=== 과제 안내 ===
아래 모든 항목의 줄을 하나도 바꾸지 말고 그대로 옮겨 적으세요.
◆ ◆ ◆ ◆ ◆ ◆ ◆
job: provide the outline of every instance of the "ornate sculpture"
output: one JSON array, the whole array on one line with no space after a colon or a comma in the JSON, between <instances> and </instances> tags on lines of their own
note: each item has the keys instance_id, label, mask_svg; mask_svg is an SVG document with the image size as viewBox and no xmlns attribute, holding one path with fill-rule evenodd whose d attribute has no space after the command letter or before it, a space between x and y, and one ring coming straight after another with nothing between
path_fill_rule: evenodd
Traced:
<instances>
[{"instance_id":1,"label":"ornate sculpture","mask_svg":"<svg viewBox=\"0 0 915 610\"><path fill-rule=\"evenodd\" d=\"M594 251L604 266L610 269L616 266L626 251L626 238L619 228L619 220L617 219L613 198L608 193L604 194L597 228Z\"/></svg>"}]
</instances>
◆ ◆ ◆ ◆ ◆ ◆ ◆
=== 과제 답안 ===
job: provide the outline of every instance of the "ornate sculpture"
output: one JSON array, the whole array on one line with no space after a colon or a comma in the JSON, between <instances> and </instances> tags on lines of their own
note: each item has the keys instance_id, label, mask_svg; mask_svg is an SVG document with the image size as viewBox and no xmlns attribute, holding one path with fill-rule evenodd whose d attribute has no space after the command letter or before it, a space between x and y, and one ring coming straight after another with nothing between
path_fill_rule: evenodd
Traced:
<instances>
[{"instance_id":1,"label":"ornate sculpture","mask_svg":"<svg viewBox=\"0 0 915 610\"><path fill-rule=\"evenodd\" d=\"M594 251L604 266L610 269L616 266L626 251L626 238L619 228L619 220L617 219L613 198L608 193L604 194L597 228Z\"/></svg>"}]
</instances>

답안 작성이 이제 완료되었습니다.